>> start

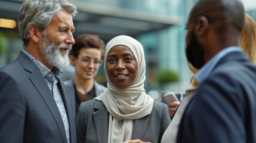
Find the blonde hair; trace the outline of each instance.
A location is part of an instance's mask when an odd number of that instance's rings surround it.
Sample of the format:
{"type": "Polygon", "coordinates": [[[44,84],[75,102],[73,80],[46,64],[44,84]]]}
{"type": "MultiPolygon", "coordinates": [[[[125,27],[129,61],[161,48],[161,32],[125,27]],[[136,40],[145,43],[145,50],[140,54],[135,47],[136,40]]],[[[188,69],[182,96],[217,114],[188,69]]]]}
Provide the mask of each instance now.
{"type": "Polygon", "coordinates": [[[242,49],[251,61],[256,64],[256,23],[248,14],[245,14],[245,21],[240,36],[242,49]]]}

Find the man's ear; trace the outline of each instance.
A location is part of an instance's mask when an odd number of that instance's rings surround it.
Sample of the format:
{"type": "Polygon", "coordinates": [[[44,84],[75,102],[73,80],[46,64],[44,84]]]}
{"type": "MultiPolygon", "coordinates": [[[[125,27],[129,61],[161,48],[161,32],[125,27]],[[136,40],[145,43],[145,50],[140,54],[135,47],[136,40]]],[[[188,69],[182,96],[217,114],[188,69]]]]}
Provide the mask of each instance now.
{"type": "Polygon", "coordinates": [[[204,16],[201,16],[198,20],[195,29],[195,33],[198,36],[204,36],[209,29],[209,22],[204,16]]]}
{"type": "Polygon", "coordinates": [[[75,61],[76,60],[76,58],[75,58],[75,57],[72,55],[70,55],[69,57],[69,58],[70,59],[70,63],[71,63],[71,64],[73,66],[76,66],[76,62],[75,61]]]}
{"type": "Polygon", "coordinates": [[[39,42],[39,38],[41,36],[41,33],[36,26],[34,25],[29,26],[29,35],[33,42],[38,43],[39,42]]]}

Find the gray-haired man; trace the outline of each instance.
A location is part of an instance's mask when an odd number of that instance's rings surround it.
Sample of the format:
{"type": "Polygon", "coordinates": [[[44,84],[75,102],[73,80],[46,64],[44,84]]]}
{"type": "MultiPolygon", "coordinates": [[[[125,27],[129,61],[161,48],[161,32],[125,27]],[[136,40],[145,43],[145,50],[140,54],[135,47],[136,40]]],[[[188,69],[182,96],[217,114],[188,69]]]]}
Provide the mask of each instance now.
{"type": "Polygon", "coordinates": [[[76,7],[66,0],[27,0],[18,30],[24,49],[0,69],[0,142],[76,142],[60,67],[69,65],[76,7]]]}

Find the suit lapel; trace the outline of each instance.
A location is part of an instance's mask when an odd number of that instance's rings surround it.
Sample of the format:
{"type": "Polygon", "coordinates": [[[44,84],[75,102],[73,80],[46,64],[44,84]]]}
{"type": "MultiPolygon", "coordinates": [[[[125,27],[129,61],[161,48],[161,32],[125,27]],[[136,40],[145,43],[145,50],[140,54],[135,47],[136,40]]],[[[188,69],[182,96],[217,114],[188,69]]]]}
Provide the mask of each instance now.
{"type": "Polygon", "coordinates": [[[93,113],[93,118],[98,142],[107,142],[109,113],[103,104],[97,102],[94,106],[94,108],[98,110],[93,113]]]}
{"type": "MultiPolygon", "coordinates": [[[[66,111],[67,113],[67,116],[69,119],[69,129],[70,129],[70,142],[76,142],[76,135],[74,135],[76,130],[75,128],[75,113],[73,113],[70,104],[69,103],[69,100],[67,97],[67,91],[65,85],[62,82],[61,79],[58,79],[60,91],[62,95],[62,99],[63,100],[64,105],[65,105],[66,111]],[[75,137],[75,139],[73,138],[75,137]]],[[[65,134],[66,135],[66,134],[65,134]]]]}
{"type": "Polygon", "coordinates": [[[150,117],[150,114],[143,118],[134,120],[132,135],[131,136],[132,139],[142,139],[144,133],[146,132],[150,117]]]}
{"type": "Polygon", "coordinates": [[[20,61],[23,64],[24,69],[31,73],[29,78],[43,98],[45,104],[47,104],[49,110],[54,117],[58,125],[63,142],[67,143],[67,136],[66,136],[65,129],[64,128],[61,116],[53,98],[53,94],[51,92],[41,72],[31,59],[23,52],[21,51],[20,52],[18,59],[21,60],[20,61]]]}

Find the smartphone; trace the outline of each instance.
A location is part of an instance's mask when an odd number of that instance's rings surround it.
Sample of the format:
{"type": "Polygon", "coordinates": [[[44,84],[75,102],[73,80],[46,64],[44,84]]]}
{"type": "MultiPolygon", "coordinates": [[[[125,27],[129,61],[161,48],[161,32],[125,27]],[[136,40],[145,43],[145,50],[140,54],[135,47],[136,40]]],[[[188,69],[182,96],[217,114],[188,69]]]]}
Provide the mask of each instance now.
{"type": "Polygon", "coordinates": [[[176,101],[179,101],[178,98],[176,97],[174,92],[172,92],[164,94],[164,98],[166,101],[166,103],[176,101]]]}

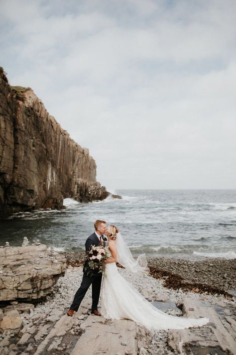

>> end

To be done:
Gather every line of the records that contains the word "trace", and treat uppercase and lowercase letters as different.

Task output:
Find the blonde hair; trace the outline of each instance.
Find the man's ear; trace the outline of each instance.
Find the gray-haired man; trace the outline of each instance.
Find the suit lapel; trace the outline of each instance.
Find the smartphone; trace the outline of each instance.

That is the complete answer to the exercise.